Teks yang Diberikan:

● ● ● ● ●

Bapak/ibu, saudara/saudari, adik-adik, dan kaum muda yang terkasih dalam Kristus selamat memasuki Hari Minggu Biasa XVIII. Bacaan-bacaan suci yang kita renungkan pada hari minggu ini membantu kita untuk melihat kebesaran kasih Allah dalam hidup kita.
Senja telah pergi dan gelap mulai menyelimuti ragaku, batinku, dan pikiranku yang penuh ketakutan selama masa suram pandemi covid-19 ini. Covid-19 diibaratkan malam kelam yang membuat saya tak bisa menatap indahnya rembulan malam oleh kedua bola mataku. Kududuk seorang diri di bawah atap tempat suci yang bernuansa hembusan angin Roh Kudus tepatnya di depan salib Kritus. Kutatap Dia, Dia menatap aku, dan saat itu aku sadar bahwa ada terang yang sesungguhnya menyinari ragaku, batinku, pikiranku. Bukan hanya itu, Ia yang tersalib itu mengatakan bahwa Rahmat kasihKu selalu menyertai kamu hingga akhir zaman. Duniaku jadi hening dan tenang kala mengenang besarnya Kasih Yesus, sosok yang tergantung di kayu salib itu.
Aku pun melangkahkan kakiku dengan iringan kasih menuju kamarku. Kini, mulutku tertutup rapat namun hatiku berkata syukur. Mungkin saat itu hatiku sedang bercakap-cakap dengan Tuhan. Jari-jemariku mulai menguasai alat pewartaan jaman now, hand phone. Setelah hatiku berkata lewat tanganku untuk membuat sebait puisi syukur dan terimakasih kepada Tuhan, aku mengirimkannya kepada semua orang yang terdapat dalam kontak WA-ku. Namun, hatiku masih terusik oleh belaskasihan. Aku pun menundukkan kepalaku tepat di depan gambar Yesus. Aku pun mulai merenungkan makna yang terdalam dari belaskasih yang dimaksudkan Tuhan. Saat itu Yesus menghiburku dengan senyum dalam hening.

● ● ● ● ●

Cuplikan Data:
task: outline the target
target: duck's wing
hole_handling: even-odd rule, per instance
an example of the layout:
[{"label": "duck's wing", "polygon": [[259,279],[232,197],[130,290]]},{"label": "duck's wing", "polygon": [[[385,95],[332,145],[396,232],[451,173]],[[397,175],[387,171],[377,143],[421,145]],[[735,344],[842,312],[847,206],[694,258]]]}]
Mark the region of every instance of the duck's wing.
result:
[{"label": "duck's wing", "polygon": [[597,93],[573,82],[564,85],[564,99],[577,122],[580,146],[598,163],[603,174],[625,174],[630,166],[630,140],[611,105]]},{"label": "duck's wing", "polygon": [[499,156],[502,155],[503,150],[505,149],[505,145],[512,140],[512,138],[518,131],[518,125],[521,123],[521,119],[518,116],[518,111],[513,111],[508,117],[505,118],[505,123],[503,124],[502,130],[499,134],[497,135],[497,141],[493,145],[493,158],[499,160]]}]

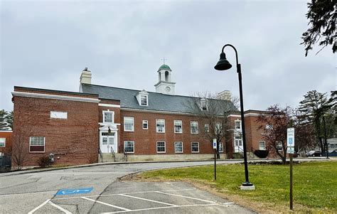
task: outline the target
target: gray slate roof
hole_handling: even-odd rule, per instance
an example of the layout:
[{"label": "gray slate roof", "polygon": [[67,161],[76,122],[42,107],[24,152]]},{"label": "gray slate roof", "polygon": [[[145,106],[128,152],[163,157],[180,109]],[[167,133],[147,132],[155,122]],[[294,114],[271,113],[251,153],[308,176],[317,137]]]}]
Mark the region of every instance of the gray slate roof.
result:
[{"label": "gray slate roof", "polygon": [[[149,93],[149,106],[141,106],[136,98],[141,90],[83,83],[81,84],[81,87],[82,92],[84,93],[99,95],[100,99],[120,100],[121,107],[130,109],[193,113],[193,111],[189,107],[191,106],[189,104],[195,103],[196,100],[199,100],[199,98],[193,97],[168,95],[147,92]],[[219,101],[232,105],[230,101]]]}]

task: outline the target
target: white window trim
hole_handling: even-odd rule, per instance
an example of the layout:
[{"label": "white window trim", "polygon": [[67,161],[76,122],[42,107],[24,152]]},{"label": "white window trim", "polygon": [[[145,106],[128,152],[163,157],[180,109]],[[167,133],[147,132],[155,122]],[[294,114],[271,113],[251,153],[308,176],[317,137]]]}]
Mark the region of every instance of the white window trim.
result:
[{"label": "white window trim", "polygon": [[[31,146],[42,146],[42,145],[31,145],[31,139],[32,137],[43,138],[43,151],[31,151]],[[46,137],[42,136],[31,136],[29,137],[29,153],[45,153],[46,152]]]},{"label": "white window trim", "polygon": [[[176,143],[181,143],[181,151],[176,151]],[[175,141],[174,142],[174,153],[183,153],[183,141]]]},{"label": "white window trim", "polygon": [[[146,129],[144,127],[144,122],[146,122]],[[144,129],[144,130],[149,129],[149,121],[146,120],[146,119],[143,120],[143,122],[141,123],[141,126],[142,126],[143,129]]]},{"label": "white window trim", "polygon": [[[198,151],[193,151],[193,149],[192,149],[192,147],[193,147],[193,143],[198,143]],[[199,142],[197,142],[197,141],[192,141],[191,142],[191,153],[199,153],[200,151],[200,146],[199,146]]]},{"label": "white window trim", "polygon": [[[132,118],[132,130],[125,129],[125,118]],[[133,117],[123,117],[124,132],[134,132],[134,118]]]},{"label": "white window trim", "polygon": [[[104,114],[105,113],[112,113],[112,122],[105,122],[105,117],[104,117]],[[103,123],[104,124],[114,124],[114,111],[109,111],[109,110],[107,110],[107,111],[102,111],[102,114],[103,114]]]},{"label": "white window trim", "polygon": [[[163,129],[164,132],[159,132],[157,130],[158,120],[159,120],[159,119],[164,120],[164,129]],[[156,119],[156,133],[165,133],[165,119]]]},{"label": "white window trim", "polygon": [[[206,130],[206,127],[207,127],[207,130]],[[205,125],[203,126],[203,129],[205,133],[209,133],[210,132],[210,124],[208,123],[205,123]]]},{"label": "white window trim", "polygon": [[124,141],[124,150],[125,151],[125,143],[126,142],[132,142],[134,144],[134,151],[132,152],[132,151],[125,151],[126,153],[127,154],[134,154],[134,141]]},{"label": "white window trim", "polygon": [[50,111],[50,118],[67,119],[68,112]]},{"label": "white window trim", "polygon": [[[196,122],[197,124],[197,132],[196,133],[193,133],[192,132],[192,122]],[[191,123],[190,123],[190,129],[191,129],[191,134],[199,134],[199,123],[198,122],[198,121],[191,121]]]},{"label": "white window trim", "polygon": [[1,137],[0,139],[4,139],[4,146],[0,146],[0,148],[5,148],[6,147],[6,138],[5,137]]},{"label": "white window trim", "polygon": [[[261,146],[260,146],[260,143],[263,142],[264,144],[264,149],[260,149]],[[266,150],[266,141],[259,141],[259,150]]]},{"label": "white window trim", "polygon": [[[181,122],[181,132],[176,132],[176,121]],[[181,119],[173,120],[173,129],[175,134],[183,134],[183,121]]]},{"label": "white window trim", "polygon": [[[158,151],[158,143],[164,143],[164,149],[165,149],[164,151]],[[156,141],[156,151],[157,153],[166,153],[166,141]]]},{"label": "white window trim", "polygon": [[220,143],[219,143],[219,149],[220,149],[220,144],[223,145],[223,151],[220,151],[220,149],[219,149],[219,152],[223,153],[223,142],[220,142]]},{"label": "white window trim", "polygon": [[[141,105],[141,96],[145,96],[146,97],[146,105]],[[149,106],[149,96],[146,95],[139,95],[139,100],[140,100],[140,103],[139,105],[141,106]]]}]

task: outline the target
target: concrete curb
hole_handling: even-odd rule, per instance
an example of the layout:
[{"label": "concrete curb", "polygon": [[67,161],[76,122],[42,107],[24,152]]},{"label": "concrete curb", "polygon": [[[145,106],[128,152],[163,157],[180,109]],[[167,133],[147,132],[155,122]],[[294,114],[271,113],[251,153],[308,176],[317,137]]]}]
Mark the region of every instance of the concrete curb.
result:
[{"label": "concrete curb", "polygon": [[[314,159],[313,159],[314,160]],[[331,161],[331,159],[314,159],[320,160],[320,161]],[[263,162],[269,162],[272,161],[281,161],[279,159],[247,159],[248,161],[263,161]],[[308,160],[308,159],[296,159],[294,160],[295,162],[296,161],[310,161],[311,160]],[[105,166],[105,165],[119,165],[119,164],[151,164],[151,163],[186,163],[186,162],[205,162],[209,161],[212,162],[214,161],[213,159],[208,159],[208,160],[189,160],[189,161],[133,161],[133,162],[105,162],[105,163],[95,163],[95,164],[85,164],[85,165],[77,165],[77,166],[64,166],[64,167],[58,167],[54,168],[51,166],[50,168],[36,168],[36,169],[27,169],[23,171],[9,171],[5,173],[0,173],[0,177],[6,177],[9,176],[16,176],[16,175],[23,175],[27,173],[40,173],[40,172],[45,172],[45,171],[57,171],[57,170],[63,170],[63,169],[68,169],[68,168],[85,168],[85,167],[91,167],[91,166]],[[217,160],[218,163],[220,162],[231,162],[231,161],[242,161],[243,159],[222,159],[222,160]],[[198,165],[202,166],[202,165]],[[195,166],[194,165],[189,165],[187,166]],[[187,167],[186,166],[186,167]],[[185,167],[185,166],[181,166]],[[172,168],[172,167],[171,167]],[[160,168],[158,168],[160,169]]]}]

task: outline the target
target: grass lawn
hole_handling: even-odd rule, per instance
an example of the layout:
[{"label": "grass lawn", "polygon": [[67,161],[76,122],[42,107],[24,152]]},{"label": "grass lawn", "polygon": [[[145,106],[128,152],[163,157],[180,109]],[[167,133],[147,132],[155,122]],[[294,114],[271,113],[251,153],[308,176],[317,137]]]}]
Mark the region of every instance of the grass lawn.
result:
[{"label": "grass lawn", "polygon": [[[218,165],[216,181],[214,166],[147,171],[137,178],[188,181],[258,212],[289,211],[289,166],[249,165],[248,169],[255,191],[240,190],[243,164]],[[294,200],[295,211],[337,212],[337,161],[294,164]]]}]

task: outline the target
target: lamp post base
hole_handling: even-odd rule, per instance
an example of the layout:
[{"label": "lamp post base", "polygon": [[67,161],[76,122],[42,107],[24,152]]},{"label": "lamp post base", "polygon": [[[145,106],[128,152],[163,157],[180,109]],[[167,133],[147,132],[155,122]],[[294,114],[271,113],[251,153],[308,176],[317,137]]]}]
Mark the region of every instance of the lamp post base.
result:
[{"label": "lamp post base", "polygon": [[255,191],[255,186],[250,182],[245,181],[240,187],[240,189],[242,191]]},{"label": "lamp post base", "polygon": [[252,186],[243,186],[243,184],[240,187],[240,189],[242,191],[255,191],[255,186],[252,184]]}]

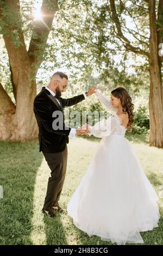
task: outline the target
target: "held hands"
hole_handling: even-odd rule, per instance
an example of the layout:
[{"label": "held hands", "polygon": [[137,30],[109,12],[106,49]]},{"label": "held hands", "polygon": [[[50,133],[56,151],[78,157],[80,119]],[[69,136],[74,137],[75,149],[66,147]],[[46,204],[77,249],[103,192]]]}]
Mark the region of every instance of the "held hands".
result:
[{"label": "held hands", "polygon": [[89,125],[86,123],[85,126],[82,126],[78,129],[77,129],[76,135],[88,135],[90,133],[89,129]]},{"label": "held hands", "polygon": [[87,92],[87,96],[90,96],[93,93],[95,93],[96,89],[96,87],[93,87],[91,88],[90,90],[89,90]]}]

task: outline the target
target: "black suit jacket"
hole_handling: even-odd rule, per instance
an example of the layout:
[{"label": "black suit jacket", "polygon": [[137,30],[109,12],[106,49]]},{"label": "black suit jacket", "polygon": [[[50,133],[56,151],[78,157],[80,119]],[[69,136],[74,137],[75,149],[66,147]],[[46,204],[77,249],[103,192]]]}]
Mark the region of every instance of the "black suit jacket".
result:
[{"label": "black suit jacket", "polygon": [[[65,126],[63,117],[63,108],[75,105],[84,99],[83,94],[70,99],[59,98],[59,104],[57,99],[45,87],[35,97],[34,101],[34,112],[39,127],[39,140],[40,152],[57,153],[65,150],[66,142],[68,143],[68,135],[71,128]],[[62,127],[54,130],[54,121],[58,116],[53,117],[54,111],[60,112],[60,122]],[[54,112],[55,113],[55,112]],[[55,112],[55,113],[57,113]],[[57,121],[57,120],[55,120]],[[55,122],[55,121],[54,121]]]}]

● ● ● ● ●

Tuliskan kembali seluruh teks renungan Hari Minggu Biasa XVIII di atas secara lengkap, tanpa mengubah satu kata atau tanda baca pun.

Bapak/ibu, saudara/saudari, adik-adik, dan kaum muda yang terkasih dalam Kristus selamat memasuki Hari Minggu Biasa XVIII. Bacaan-bacaan suci yang kita renungkan pada hari minggu ini membantu kita untuk melihat kebesaran kasih Allah dalam hidup kita.
Senja telah pergi dan gelap mulai menyelimuti ragaku, batinku, dan pikiranku yang penuh ketakutan selama masa suram pandemi covid-19 ini. Covid-19 diibaratkan malam kelam yang membuat saya tak bisa menatap indahnya rembulan malam oleh kedua bola mataku. Kududuk seorang diri di bawah atap tempat suci yang bernuansa hembusan angin Roh Kudus tepatnya di depan salib Kritus. Kutatap Dia, Dia menatap aku, dan saat itu aku sadar bahwa ada terang yang sesungguhnya menyinari ragaku, batinku, pikiranku. Bukan hanya itu, Ia yang tersalib itu mengatakan bahwa Rahmat kasihKu selalu menyertai kamu hingga akhir zaman. Duniaku jadi hening dan tenang kala mengenang besarnya Kasih Yesus, sosok yang tergantung di kayu salib itu.
Aku pun melangkahkan kakiku dengan iringan kasih menuju kamarku. Kini, mulutku tertutup rapat namun hatiku berkata syukur. Mungkin saat itu hatiku sedang bercakap-cakap dengan Tuhan. Jari-jemariku mulai menguasai alat pewartaan jaman now, hand phone. Setelah hatiku berkata lewat tanganku untuk membuat sebait puisi syukur dan terimakasih kepada Tuhan, aku mengirimkannya kepada semua orang yang terdapat dalam kontak WA-ku. Namun, hatiku masih terusik oleh belaskasihan. Aku pun menundukkan kepalaku tepat di depan gambar Yesus. Aku pun mulai merenungkan makna yang terdalam dari belaskasih yang dimaksudkan Tuhan. Saat itu Yesus menghiburku dengan senyum dalam hening.